— DIRECTIVE —
Select every line in the data below that contains the word "headboard", and copy those lines. Case counts.

─── DATA FOR THIS EXERCISE ───

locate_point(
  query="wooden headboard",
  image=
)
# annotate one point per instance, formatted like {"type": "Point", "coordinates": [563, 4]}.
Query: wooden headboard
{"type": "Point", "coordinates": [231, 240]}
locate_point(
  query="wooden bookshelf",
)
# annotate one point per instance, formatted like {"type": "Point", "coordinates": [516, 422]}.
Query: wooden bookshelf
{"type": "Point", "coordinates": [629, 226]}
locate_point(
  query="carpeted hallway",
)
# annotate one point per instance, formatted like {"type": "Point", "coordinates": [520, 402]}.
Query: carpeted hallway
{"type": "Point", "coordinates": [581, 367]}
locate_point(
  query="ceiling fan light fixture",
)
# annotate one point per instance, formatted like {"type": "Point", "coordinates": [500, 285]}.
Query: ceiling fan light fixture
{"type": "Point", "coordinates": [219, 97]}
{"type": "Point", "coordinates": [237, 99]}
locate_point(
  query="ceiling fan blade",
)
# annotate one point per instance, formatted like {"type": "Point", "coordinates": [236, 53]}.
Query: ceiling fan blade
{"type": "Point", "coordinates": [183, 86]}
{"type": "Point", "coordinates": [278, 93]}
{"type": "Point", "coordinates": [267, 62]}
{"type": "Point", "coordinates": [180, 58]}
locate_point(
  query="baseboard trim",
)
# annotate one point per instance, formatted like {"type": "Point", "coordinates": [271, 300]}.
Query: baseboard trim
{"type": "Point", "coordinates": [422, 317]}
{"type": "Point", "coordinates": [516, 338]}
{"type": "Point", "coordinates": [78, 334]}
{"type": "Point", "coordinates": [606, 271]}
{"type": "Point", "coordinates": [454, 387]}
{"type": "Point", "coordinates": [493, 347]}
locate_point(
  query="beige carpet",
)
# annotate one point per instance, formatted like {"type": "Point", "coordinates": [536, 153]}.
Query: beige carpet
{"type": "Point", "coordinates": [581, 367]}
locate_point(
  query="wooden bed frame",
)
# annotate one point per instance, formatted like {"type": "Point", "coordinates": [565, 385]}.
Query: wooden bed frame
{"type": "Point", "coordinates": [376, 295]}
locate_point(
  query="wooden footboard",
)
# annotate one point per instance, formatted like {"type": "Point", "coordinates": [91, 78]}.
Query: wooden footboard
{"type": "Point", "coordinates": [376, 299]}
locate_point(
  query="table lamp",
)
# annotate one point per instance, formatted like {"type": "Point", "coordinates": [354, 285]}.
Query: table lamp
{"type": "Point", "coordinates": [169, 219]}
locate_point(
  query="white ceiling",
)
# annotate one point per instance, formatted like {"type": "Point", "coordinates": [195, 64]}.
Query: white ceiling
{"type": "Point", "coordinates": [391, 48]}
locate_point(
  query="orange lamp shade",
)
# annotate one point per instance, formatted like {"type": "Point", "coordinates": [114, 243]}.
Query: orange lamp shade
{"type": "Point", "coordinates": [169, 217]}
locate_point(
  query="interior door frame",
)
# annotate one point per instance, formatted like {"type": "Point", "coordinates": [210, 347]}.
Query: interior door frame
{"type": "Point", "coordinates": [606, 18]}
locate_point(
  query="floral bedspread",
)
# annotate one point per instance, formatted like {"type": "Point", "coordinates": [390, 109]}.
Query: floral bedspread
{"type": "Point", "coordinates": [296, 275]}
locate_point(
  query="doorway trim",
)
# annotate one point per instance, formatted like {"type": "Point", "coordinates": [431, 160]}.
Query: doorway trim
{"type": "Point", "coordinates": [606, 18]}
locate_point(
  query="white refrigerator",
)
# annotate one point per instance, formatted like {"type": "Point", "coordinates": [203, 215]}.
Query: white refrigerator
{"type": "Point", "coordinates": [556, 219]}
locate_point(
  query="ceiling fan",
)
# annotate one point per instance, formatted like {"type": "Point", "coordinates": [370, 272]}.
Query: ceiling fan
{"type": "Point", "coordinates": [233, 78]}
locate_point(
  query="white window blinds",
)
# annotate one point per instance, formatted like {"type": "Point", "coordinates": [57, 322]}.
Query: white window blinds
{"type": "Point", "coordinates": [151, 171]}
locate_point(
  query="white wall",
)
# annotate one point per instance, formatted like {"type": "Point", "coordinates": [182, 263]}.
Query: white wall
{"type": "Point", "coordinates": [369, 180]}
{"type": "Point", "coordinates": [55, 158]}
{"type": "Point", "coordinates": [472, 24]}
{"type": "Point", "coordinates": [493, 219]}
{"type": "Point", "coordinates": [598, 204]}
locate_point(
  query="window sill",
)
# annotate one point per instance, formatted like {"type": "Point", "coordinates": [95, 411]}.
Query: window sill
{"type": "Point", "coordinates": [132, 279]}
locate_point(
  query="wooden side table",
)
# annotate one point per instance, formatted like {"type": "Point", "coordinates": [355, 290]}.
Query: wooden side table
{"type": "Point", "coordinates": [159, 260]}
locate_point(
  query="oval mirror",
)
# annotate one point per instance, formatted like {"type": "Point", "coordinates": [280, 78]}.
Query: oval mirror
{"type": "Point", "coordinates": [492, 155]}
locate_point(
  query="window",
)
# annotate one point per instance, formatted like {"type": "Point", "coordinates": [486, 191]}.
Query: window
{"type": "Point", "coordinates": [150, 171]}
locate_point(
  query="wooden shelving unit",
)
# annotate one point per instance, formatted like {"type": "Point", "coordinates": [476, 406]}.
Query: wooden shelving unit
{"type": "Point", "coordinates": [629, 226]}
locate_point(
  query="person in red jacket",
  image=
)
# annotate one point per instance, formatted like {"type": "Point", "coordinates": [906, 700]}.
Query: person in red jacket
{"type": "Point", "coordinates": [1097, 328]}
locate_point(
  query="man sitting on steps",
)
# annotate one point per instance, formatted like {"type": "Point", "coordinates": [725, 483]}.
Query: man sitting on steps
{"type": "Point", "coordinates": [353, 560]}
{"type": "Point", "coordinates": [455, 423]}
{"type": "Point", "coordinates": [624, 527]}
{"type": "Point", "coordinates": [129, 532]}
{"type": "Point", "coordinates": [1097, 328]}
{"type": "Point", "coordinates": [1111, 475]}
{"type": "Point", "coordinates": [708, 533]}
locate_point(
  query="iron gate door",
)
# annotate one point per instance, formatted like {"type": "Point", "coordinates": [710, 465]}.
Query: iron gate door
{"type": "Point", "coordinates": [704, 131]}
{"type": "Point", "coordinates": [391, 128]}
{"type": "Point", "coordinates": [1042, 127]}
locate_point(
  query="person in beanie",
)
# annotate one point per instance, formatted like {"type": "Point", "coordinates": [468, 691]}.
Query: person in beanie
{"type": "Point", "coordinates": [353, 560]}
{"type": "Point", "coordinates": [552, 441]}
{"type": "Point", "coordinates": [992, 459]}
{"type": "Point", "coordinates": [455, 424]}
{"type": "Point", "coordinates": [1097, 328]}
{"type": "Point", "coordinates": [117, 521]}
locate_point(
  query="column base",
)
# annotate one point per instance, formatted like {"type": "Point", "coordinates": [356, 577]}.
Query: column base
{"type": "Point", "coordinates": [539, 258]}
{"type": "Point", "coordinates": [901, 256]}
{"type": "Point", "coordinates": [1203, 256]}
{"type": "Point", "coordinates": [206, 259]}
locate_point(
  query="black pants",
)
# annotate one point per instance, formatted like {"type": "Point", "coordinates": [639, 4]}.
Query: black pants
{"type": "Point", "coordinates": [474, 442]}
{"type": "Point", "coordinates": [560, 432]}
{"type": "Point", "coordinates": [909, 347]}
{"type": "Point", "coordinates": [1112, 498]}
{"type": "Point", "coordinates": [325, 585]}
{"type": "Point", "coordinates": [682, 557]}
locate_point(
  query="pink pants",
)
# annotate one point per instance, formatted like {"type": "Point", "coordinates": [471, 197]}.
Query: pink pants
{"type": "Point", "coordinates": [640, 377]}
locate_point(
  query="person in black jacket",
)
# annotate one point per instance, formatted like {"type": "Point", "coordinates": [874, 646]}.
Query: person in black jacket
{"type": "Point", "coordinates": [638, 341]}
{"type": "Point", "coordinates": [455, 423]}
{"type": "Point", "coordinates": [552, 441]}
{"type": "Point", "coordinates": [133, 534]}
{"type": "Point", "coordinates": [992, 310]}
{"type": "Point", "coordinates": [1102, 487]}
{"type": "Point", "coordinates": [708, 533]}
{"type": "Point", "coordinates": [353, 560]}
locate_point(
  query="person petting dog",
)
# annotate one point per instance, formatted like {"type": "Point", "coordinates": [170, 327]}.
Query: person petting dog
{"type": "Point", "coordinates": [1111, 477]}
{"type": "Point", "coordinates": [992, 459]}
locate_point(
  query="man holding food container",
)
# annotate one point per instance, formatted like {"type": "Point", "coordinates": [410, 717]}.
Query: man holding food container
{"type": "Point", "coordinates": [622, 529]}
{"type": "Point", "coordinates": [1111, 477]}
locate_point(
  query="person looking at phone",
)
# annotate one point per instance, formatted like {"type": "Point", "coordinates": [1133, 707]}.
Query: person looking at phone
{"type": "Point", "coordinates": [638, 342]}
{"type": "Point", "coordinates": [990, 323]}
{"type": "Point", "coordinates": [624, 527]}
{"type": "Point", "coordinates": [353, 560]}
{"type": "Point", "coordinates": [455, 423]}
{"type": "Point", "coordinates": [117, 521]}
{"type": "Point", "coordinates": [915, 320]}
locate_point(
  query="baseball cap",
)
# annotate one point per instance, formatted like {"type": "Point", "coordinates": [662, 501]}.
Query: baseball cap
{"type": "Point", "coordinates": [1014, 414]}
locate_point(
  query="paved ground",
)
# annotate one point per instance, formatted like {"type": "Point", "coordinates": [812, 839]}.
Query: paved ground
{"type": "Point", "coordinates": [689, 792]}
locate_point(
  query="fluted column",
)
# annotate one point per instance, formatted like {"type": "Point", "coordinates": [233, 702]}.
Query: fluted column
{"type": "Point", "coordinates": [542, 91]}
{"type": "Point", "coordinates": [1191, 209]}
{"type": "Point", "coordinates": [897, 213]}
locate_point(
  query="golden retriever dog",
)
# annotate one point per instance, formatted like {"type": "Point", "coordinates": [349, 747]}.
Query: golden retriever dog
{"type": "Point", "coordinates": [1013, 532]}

───

— REPLY —
  query="wooden headboard",
Query: wooden headboard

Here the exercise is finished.